## Your goal
Reproduce everything from the line containing "car tyre -> outline each instance" down to the end of the records, substituting "loops" for "rings" and leaving all else unchanged.

▼

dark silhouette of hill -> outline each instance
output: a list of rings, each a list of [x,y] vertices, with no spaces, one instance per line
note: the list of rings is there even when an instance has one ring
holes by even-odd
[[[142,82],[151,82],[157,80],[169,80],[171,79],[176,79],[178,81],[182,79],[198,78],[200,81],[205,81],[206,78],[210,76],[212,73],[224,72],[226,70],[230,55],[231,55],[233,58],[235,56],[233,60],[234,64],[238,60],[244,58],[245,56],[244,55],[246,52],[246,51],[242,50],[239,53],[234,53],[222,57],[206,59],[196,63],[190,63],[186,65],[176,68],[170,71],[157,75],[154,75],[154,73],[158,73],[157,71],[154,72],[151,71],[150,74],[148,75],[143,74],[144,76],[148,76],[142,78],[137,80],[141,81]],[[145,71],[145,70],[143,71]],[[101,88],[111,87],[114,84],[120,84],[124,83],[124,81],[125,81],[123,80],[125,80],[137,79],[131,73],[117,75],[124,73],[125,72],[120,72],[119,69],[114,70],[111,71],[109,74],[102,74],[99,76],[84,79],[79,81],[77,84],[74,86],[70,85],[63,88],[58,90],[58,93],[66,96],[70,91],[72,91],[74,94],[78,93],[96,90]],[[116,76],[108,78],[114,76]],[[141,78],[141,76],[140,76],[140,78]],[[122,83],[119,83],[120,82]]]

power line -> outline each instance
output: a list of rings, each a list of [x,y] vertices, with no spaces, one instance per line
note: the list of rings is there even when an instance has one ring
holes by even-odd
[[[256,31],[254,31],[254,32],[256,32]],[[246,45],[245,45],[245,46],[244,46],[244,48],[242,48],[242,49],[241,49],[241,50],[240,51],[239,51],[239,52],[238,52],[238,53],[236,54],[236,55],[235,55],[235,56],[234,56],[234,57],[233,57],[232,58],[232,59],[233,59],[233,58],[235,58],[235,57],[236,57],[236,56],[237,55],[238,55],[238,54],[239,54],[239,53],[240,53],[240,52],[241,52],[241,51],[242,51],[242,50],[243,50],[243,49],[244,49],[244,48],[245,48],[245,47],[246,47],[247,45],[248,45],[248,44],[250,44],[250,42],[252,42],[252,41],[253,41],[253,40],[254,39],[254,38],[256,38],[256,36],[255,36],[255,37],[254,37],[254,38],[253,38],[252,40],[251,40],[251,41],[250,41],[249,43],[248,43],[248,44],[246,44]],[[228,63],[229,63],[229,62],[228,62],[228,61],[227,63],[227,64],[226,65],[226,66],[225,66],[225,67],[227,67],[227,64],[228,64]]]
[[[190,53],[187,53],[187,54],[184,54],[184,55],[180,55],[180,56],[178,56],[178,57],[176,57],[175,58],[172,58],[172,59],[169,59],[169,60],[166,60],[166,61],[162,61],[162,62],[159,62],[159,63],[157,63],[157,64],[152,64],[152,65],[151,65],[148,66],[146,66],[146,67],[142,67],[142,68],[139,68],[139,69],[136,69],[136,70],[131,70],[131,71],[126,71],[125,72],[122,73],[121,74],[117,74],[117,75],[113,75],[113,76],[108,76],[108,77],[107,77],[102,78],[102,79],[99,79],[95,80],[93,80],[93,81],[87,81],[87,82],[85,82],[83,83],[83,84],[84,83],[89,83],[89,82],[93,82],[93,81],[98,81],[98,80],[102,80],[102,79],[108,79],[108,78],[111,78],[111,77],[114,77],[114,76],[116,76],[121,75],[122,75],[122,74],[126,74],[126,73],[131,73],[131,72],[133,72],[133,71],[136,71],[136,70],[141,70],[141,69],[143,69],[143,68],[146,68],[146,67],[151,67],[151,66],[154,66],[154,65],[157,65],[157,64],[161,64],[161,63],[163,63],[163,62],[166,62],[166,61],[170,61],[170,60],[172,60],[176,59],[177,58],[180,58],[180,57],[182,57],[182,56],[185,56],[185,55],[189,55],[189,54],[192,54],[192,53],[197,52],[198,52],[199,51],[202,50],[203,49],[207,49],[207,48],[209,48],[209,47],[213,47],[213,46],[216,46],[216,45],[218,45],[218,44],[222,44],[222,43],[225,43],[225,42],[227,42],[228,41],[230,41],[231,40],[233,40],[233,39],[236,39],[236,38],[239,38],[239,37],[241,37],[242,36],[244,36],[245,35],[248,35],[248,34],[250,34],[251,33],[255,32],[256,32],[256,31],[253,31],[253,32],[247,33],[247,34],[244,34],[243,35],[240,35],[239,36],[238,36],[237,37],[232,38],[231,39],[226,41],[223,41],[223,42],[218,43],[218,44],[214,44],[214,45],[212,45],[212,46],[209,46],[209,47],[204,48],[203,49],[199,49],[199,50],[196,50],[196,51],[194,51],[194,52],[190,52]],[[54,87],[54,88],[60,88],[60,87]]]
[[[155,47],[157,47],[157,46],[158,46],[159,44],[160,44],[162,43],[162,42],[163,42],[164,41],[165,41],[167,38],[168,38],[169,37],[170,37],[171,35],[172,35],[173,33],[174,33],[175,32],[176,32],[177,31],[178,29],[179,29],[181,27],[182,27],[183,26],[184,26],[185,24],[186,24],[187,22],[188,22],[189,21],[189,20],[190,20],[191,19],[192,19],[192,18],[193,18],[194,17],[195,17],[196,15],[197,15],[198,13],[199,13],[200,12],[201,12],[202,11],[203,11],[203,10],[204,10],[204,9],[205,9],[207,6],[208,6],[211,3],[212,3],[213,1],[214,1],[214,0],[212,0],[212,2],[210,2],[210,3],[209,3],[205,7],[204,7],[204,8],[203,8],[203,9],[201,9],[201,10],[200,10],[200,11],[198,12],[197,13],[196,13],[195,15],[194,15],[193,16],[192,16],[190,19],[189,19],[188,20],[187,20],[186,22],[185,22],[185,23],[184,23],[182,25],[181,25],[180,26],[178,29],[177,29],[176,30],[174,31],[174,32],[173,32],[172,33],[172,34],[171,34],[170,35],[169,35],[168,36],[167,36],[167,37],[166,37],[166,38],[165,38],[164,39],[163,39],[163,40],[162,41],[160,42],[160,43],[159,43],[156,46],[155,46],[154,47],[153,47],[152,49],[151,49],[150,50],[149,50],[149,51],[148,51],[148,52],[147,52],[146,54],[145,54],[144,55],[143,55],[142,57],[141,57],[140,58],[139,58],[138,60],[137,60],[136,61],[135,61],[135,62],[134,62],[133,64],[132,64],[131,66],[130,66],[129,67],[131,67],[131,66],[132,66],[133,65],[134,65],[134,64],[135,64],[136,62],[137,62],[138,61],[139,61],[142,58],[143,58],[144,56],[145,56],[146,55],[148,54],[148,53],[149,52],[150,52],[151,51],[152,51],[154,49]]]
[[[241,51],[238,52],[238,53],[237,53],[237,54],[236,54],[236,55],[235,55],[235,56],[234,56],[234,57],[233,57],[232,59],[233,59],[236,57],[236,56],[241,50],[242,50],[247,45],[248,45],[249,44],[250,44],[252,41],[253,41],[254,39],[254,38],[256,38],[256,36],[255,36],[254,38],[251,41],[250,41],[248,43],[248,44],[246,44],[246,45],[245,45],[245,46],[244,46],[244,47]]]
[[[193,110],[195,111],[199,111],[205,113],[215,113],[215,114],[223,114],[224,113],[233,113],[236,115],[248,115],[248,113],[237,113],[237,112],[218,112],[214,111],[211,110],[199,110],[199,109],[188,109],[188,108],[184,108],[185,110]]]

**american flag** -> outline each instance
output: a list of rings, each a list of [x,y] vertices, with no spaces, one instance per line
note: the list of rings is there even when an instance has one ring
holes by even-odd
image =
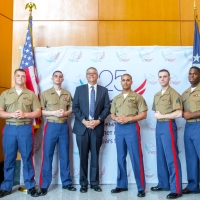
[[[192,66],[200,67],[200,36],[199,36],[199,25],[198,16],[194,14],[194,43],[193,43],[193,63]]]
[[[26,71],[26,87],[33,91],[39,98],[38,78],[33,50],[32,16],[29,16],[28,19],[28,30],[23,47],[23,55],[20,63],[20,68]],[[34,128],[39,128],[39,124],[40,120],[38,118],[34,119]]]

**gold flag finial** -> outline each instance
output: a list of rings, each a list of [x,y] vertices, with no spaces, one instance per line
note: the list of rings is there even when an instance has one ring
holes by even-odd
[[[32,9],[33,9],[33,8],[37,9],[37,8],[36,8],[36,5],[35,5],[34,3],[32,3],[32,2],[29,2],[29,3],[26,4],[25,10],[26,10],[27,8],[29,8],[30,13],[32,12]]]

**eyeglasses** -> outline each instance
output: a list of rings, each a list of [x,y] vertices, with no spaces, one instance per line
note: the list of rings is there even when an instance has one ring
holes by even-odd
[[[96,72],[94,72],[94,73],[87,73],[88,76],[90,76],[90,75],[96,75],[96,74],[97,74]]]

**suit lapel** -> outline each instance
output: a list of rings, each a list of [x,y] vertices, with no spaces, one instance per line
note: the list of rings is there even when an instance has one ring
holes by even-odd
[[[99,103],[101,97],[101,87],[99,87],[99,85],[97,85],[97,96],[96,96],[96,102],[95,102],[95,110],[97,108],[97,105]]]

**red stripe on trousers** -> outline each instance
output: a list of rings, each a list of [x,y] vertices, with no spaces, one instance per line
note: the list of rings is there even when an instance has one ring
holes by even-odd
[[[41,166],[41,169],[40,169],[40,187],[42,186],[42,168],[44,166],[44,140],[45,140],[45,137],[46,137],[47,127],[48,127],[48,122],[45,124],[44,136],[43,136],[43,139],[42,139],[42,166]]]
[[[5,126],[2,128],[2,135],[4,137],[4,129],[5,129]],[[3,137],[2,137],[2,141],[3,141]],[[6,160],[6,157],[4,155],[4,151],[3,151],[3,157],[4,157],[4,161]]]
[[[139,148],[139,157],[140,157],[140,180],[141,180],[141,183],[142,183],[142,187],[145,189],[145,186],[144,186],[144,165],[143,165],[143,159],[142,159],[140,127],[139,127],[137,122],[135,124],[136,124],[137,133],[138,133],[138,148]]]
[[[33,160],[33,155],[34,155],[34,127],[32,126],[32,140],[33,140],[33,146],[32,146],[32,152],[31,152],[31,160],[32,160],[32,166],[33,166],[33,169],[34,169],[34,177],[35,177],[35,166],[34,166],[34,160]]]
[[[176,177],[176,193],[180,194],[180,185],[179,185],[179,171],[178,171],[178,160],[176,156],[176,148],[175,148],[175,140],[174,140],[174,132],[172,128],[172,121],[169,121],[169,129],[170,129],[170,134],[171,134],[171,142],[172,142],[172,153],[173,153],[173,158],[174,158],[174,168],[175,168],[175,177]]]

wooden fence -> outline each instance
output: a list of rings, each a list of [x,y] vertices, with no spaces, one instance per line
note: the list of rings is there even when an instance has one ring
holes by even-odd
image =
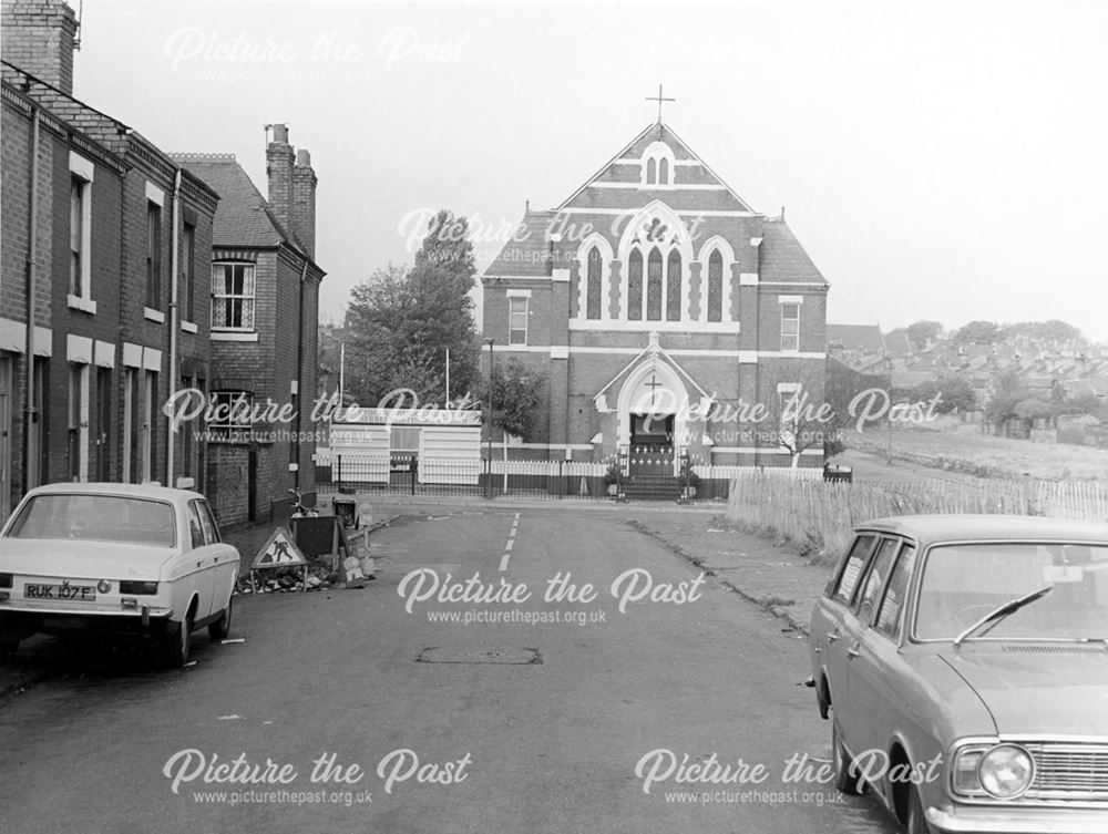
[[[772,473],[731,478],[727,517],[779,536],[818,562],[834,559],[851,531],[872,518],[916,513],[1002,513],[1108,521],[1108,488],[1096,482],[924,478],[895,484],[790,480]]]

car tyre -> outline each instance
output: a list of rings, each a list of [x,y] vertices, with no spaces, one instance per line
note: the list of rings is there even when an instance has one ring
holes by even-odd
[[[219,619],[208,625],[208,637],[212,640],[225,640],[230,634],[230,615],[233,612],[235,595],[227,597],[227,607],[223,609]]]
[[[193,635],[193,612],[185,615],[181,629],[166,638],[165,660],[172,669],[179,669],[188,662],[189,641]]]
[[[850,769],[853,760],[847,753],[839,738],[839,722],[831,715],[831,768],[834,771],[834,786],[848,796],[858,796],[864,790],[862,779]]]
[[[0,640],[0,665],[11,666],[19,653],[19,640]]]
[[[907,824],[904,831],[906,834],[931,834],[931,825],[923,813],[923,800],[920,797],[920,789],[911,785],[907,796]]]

▲

## Expected answer
car tyre -> outline each instance
output: a list of loops, each a list of [x,y] vertices, with no spaces, one instance per line
note: the list of loops is there even when an instance has one ring
holes by even-odd
[[[219,619],[208,625],[208,637],[212,640],[225,640],[230,634],[230,615],[233,612],[235,595],[227,597],[227,607],[223,609]]]
[[[193,635],[193,612],[185,615],[181,629],[166,638],[165,660],[172,669],[179,669],[188,662],[189,641]]]
[[[850,769],[853,760],[847,753],[839,738],[839,722],[831,715],[831,768],[834,771],[834,786],[848,796],[858,796],[864,790],[862,779]]]
[[[0,640],[0,665],[11,666],[19,653],[19,640]]]
[[[907,824],[904,831],[906,834],[931,834],[931,825],[923,813],[923,800],[920,797],[920,789],[911,785],[907,796]]]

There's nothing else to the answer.